▶ [What needs to be done]: Set down exactly, and only, the lines from the one with "Exercise. Put one point on each instance of the distant building" to the final line of the entries, both included.

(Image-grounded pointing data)
******
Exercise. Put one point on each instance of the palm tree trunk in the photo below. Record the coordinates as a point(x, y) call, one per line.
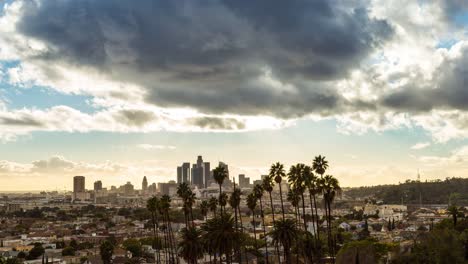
point(264, 231)
point(317, 218)
point(312, 212)
point(281, 197)
point(255, 233)
point(303, 211)
point(242, 230)
point(219, 199)
point(155, 236)
point(273, 214)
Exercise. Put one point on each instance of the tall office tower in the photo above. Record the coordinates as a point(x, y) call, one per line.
point(98, 185)
point(78, 184)
point(244, 182)
point(186, 172)
point(128, 189)
point(197, 176)
point(207, 172)
point(179, 174)
point(144, 184)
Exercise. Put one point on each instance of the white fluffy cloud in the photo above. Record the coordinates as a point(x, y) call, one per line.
point(391, 73)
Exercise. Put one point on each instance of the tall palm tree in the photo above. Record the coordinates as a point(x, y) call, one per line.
point(190, 245)
point(183, 191)
point(258, 192)
point(234, 202)
point(220, 174)
point(297, 181)
point(294, 198)
point(204, 207)
point(152, 206)
point(213, 204)
point(311, 182)
point(223, 199)
point(320, 165)
point(454, 212)
point(277, 173)
point(331, 188)
point(268, 183)
point(251, 204)
point(284, 232)
point(165, 206)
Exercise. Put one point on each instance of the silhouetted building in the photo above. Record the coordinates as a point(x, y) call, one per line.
point(183, 173)
point(98, 185)
point(78, 184)
point(207, 173)
point(169, 188)
point(244, 182)
point(144, 184)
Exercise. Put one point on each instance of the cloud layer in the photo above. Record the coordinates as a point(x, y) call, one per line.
point(225, 65)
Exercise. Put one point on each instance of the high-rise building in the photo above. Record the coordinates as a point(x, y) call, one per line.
point(98, 185)
point(79, 191)
point(183, 173)
point(78, 184)
point(144, 184)
point(244, 182)
point(197, 176)
point(128, 189)
point(207, 172)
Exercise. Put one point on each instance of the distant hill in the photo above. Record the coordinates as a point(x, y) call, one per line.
point(453, 190)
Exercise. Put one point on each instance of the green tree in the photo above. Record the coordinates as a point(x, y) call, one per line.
point(134, 246)
point(68, 251)
point(190, 245)
point(35, 252)
point(277, 173)
point(106, 251)
point(220, 236)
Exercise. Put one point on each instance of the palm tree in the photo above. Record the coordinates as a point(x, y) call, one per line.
point(204, 207)
point(297, 181)
point(284, 232)
point(331, 188)
point(213, 204)
point(320, 165)
point(223, 199)
point(220, 174)
point(258, 192)
point(294, 198)
point(277, 173)
point(152, 206)
point(234, 202)
point(183, 191)
point(220, 235)
point(311, 182)
point(251, 204)
point(267, 185)
point(165, 207)
point(190, 245)
point(454, 211)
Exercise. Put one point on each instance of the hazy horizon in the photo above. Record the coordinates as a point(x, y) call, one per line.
point(115, 91)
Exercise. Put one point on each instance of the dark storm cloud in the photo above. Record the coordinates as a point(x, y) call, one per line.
point(209, 54)
point(450, 91)
point(216, 123)
point(135, 117)
point(20, 121)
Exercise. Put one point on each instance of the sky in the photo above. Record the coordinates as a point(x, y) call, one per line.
point(115, 90)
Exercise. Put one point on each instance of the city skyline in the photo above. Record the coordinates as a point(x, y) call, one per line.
point(107, 91)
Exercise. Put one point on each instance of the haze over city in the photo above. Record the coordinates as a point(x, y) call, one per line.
point(118, 90)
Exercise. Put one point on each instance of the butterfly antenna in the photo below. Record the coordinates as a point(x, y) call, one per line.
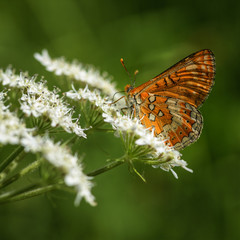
point(134, 79)
point(121, 60)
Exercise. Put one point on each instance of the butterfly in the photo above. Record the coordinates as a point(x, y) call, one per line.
point(168, 104)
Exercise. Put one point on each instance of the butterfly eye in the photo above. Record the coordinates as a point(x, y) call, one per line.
point(128, 88)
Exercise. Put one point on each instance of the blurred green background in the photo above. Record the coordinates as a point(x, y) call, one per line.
point(151, 36)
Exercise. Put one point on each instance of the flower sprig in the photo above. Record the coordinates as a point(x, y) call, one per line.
point(34, 102)
point(14, 131)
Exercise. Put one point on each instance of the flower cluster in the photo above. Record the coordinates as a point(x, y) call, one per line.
point(78, 72)
point(37, 101)
point(14, 131)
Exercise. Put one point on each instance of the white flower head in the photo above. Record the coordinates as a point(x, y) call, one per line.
point(78, 72)
point(37, 100)
point(14, 131)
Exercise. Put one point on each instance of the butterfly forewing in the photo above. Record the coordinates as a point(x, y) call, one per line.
point(190, 79)
point(168, 103)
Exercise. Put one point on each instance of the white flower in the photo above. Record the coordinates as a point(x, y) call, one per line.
point(77, 71)
point(38, 101)
point(13, 131)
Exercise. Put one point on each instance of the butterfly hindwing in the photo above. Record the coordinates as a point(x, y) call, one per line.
point(177, 121)
point(168, 103)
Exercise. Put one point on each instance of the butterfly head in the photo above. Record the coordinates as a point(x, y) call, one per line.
point(128, 88)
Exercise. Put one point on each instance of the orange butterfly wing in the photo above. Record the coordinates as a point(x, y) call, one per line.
point(168, 103)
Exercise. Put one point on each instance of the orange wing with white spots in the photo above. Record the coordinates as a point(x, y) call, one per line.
point(168, 103)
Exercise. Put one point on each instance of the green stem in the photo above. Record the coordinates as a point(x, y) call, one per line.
point(16, 196)
point(24, 171)
point(10, 158)
point(106, 168)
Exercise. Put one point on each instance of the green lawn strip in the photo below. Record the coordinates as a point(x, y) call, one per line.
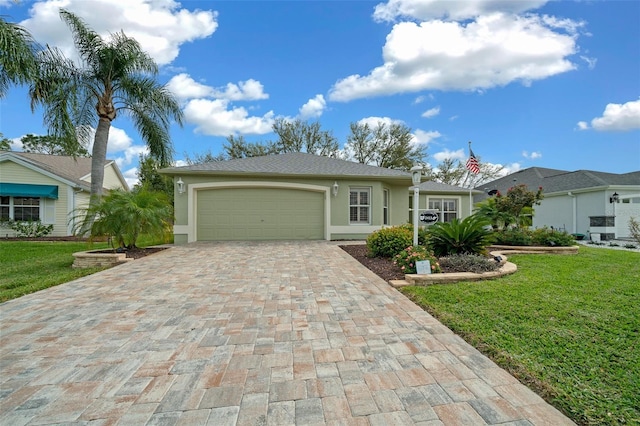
point(566, 325)
point(29, 266)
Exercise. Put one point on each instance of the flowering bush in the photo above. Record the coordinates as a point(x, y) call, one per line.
point(408, 257)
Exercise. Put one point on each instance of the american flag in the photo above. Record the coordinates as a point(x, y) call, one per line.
point(472, 163)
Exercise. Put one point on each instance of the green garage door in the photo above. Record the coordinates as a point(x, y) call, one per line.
point(259, 214)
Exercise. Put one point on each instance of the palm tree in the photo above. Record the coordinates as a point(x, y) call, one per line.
point(114, 77)
point(17, 56)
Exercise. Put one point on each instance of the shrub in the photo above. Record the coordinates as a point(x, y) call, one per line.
point(29, 229)
point(124, 216)
point(513, 237)
point(552, 238)
point(408, 257)
point(457, 237)
point(387, 242)
point(634, 229)
point(468, 263)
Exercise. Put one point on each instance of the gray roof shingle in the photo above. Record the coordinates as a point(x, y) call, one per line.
point(290, 164)
point(431, 186)
point(66, 167)
point(552, 180)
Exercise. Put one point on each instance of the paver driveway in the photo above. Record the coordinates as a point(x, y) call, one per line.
point(245, 333)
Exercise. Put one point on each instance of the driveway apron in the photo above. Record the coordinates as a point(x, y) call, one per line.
point(276, 333)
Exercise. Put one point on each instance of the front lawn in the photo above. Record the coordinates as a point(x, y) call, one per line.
point(568, 326)
point(29, 266)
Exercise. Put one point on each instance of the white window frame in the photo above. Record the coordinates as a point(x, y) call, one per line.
point(441, 211)
point(385, 206)
point(359, 206)
point(12, 205)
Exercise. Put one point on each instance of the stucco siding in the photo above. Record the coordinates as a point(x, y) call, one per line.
point(338, 223)
point(57, 210)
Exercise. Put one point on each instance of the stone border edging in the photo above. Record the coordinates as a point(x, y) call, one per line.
point(506, 268)
point(91, 259)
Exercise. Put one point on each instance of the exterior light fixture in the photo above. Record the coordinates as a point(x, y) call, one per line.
point(614, 198)
point(416, 176)
point(181, 186)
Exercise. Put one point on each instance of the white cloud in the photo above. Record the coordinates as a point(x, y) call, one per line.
point(184, 87)
point(493, 50)
point(455, 10)
point(249, 90)
point(217, 118)
point(591, 62)
point(374, 122)
point(160, 26)
point(531, 155)
point(431, 112)
point(446, 154)
point(313, 108)
point(421, 137)
point(616, 117)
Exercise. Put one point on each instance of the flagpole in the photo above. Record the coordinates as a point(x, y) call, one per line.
point(469, 176)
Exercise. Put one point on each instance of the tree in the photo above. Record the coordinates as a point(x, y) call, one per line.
point(114, 77)
point(149, 179)
point(383, 145)
point(240, 148)
point(52, 145)
point(293, 136)
point(518, 203)
point(454, 172)
point(302, 136)
point(18, 56)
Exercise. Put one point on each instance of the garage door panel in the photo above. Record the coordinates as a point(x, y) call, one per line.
point(259, 214)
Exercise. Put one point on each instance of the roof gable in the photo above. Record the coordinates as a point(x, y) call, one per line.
point(70, 169)
point(290, 164)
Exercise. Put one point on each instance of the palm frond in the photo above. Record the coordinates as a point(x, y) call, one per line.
point(88, 42)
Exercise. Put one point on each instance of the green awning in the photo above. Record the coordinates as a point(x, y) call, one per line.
point(26, 190)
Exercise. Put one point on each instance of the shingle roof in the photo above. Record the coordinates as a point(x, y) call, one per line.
point(431, 186)
point(66, 167)
point(552, 180)
point(290, 164)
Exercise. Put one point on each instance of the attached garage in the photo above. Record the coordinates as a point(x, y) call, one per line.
point(259, 214)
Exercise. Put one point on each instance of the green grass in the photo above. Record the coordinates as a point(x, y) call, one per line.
point(29, 266)
point(568, 326)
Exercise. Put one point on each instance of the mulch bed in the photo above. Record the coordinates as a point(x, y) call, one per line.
point(384, 268)
point(135, 253)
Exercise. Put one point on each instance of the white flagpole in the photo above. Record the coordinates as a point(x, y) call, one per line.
point(469, 176)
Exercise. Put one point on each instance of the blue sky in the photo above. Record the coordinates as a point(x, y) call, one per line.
point(529, 82)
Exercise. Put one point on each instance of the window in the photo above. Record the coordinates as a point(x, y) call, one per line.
point(385, 207)
point(359, 205)
point(447, 208)
point(20, 208)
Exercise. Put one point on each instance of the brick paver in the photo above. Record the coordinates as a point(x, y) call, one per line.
point(245, 333)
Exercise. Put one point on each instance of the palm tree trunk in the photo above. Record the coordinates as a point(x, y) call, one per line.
point(99, 156)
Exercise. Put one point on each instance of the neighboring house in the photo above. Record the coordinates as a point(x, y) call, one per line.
point(48, 188)
point(580, 202)
point(447, 202)
point(287, 197)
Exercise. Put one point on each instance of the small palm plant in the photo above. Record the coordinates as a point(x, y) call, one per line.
point(123, 216)
point(469, 236)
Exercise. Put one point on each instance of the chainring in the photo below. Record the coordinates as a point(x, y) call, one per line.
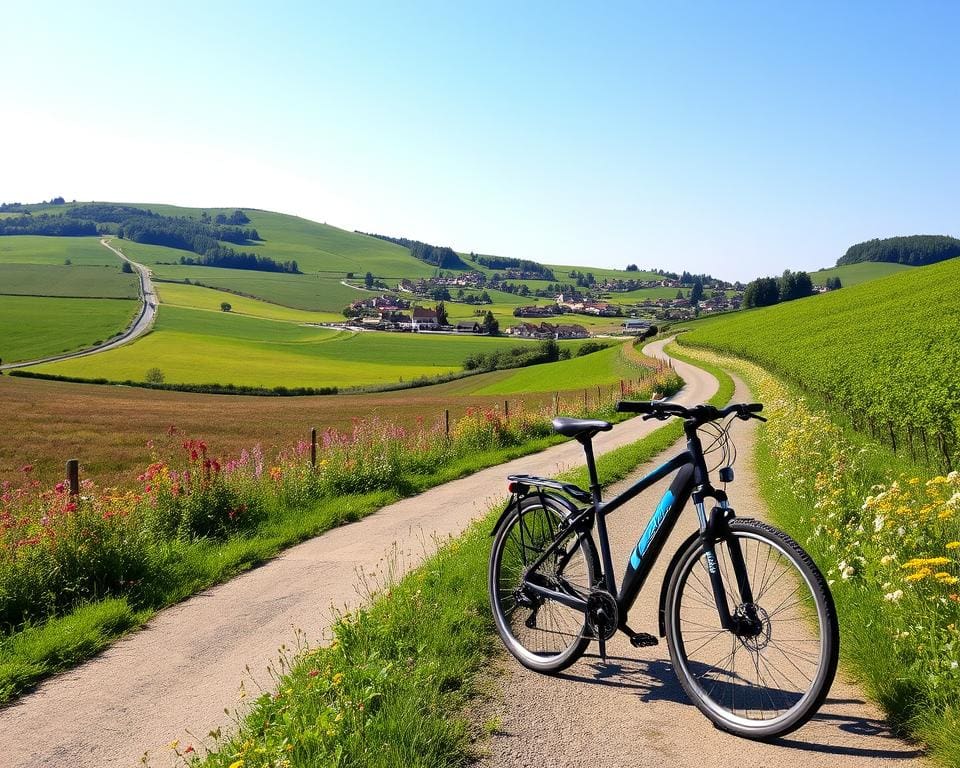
point(603, 616)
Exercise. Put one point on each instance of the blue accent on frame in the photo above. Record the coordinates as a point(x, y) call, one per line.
point(651, 530)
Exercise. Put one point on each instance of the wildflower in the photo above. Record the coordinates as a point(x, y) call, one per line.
point(919, 575)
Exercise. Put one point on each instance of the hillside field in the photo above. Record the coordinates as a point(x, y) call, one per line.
point(885, 352)
point(193, 346)
point(32, 327)
point(854, 274)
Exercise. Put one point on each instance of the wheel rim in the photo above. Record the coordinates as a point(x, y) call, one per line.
point(538, 631)
point(763, 678)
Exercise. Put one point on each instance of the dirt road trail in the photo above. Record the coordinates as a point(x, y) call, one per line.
point(186, 666)
point(631, 711)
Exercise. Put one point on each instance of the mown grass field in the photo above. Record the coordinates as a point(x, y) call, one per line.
point(32, 327)
point(197, 297)
point(106, 282)
point(854, 274)
point(885, 353)
point(193, 346)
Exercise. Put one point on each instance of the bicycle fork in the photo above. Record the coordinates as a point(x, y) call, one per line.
point(714, 528)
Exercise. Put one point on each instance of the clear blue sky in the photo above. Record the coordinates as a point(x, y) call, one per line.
point(738, 139)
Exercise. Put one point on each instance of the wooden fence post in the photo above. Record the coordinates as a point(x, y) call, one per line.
point(73, 476)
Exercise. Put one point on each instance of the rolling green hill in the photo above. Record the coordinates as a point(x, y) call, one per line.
point(854, 274)
point(886, 351)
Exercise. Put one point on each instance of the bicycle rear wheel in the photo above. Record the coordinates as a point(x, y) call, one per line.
point(542, 634)
point(770, 679)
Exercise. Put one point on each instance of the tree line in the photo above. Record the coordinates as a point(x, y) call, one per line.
point(537, 271)
point(765, 291)
point(442, 257)
point(913, 250)
point(203, 237)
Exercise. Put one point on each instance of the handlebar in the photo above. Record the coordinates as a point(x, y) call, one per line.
point(699, 414)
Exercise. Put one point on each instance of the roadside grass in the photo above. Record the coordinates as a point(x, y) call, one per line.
point(32, 327)
point(174, 567)
point(73, 281)
point(898, 623)
point(399, 681)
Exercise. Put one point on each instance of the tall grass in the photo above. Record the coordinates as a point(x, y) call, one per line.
point(196, 519)
point(887, 535)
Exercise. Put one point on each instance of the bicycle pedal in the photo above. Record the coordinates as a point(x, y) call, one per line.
point(643, 640)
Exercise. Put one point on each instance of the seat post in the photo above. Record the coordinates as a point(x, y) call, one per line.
point(586, 440)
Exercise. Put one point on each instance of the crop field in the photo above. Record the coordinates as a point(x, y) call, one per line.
point(108, 428)
point(598, 369)
point(868, 350)
point(33, 327)
point(197, 297)
point(854, 274)
point(203, 347)
point(34, 249)
point(71, 281)
point(315, 247)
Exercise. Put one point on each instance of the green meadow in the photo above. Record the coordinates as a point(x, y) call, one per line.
point(854, 274)
point(32, 327)
point(200, 347)
point(197, 297)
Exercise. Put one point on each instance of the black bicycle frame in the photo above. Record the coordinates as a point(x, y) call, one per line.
point(691, 480)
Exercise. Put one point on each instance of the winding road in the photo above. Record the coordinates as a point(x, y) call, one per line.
point(173, 679)
point(142, 323)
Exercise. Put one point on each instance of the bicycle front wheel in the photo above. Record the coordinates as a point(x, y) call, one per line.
point(542, 634)
point(771, 675)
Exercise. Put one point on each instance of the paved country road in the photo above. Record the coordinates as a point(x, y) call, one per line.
point(631, 711)
point(186, 666)
point(148, 310)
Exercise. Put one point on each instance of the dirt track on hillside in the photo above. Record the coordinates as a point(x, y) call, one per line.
point(182, 670)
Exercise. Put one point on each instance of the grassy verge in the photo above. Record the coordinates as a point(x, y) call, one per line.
point(885, 533)
point(45, 634)
point(395, 686)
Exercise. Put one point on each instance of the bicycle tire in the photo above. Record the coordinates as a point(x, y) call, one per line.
point(789, 664)
point(546, 637)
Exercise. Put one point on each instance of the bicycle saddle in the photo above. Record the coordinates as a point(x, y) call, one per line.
point(580, 427)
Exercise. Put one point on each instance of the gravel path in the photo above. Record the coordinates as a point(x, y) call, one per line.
point(142, 323)
point(632, 712)
point(186, 666)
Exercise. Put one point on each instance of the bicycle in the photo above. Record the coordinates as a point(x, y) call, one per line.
point(735, 587)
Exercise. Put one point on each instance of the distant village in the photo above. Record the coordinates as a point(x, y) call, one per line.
point(401, 310)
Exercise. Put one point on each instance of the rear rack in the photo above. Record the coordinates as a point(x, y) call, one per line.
point(545, 482)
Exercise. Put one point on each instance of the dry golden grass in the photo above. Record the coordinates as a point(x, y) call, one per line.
point(44, 423)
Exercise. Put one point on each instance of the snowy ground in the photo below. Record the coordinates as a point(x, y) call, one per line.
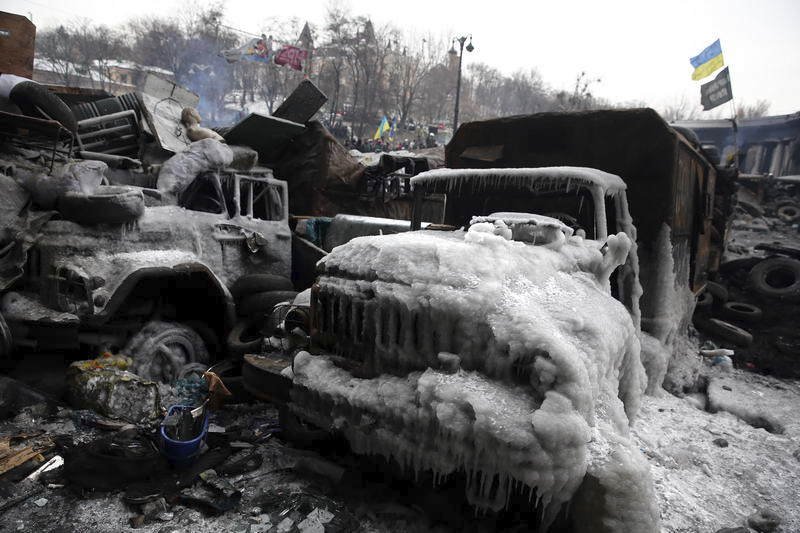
point(701, 486)
point(704, 487)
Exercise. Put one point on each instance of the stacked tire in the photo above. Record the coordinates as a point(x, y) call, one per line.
point(713, 300)
point(256, 296)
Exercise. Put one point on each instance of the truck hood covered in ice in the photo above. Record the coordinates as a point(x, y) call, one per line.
point(502, 309)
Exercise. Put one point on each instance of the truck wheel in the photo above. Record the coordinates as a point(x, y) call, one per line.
point(263, 302)
point(245, 337)
point(161, 349)
point(108, 205)
point(704, 300)
point(253, 283)
point(718, 291)
point(742, 312)
point(725, 331)
point(5, 339)
point(777, 277)
point(34, 99)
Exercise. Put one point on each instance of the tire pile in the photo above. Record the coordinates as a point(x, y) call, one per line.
point(754, 309)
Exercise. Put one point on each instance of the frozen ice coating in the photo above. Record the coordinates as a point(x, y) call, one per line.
point(549, 373)
point(519, 176)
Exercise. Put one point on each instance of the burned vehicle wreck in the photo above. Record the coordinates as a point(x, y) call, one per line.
point(491, 347)
point(129, 269)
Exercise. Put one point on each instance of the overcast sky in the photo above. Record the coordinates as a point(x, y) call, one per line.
point(639, 49)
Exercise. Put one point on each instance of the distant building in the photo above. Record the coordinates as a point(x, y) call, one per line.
point(767, 145)
point(115, 77)
point(17, 37)
point(61, 73)
point(130, 73)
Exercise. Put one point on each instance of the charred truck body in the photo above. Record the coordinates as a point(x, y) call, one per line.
******
▶ [Solution to the problem]:
Exercise. Put one point on each instance of the distant building in the photo above. Record the coordinates as a point(x, y) call, one per line.
point(767, 145)
point(115, 77)
point(17, 37)
point(61, 73)
point(130, 73)
Exercise. Put one point on each instance of the charred truck body in the photo above. Record the coordinates as a point(x, y) call, one per line.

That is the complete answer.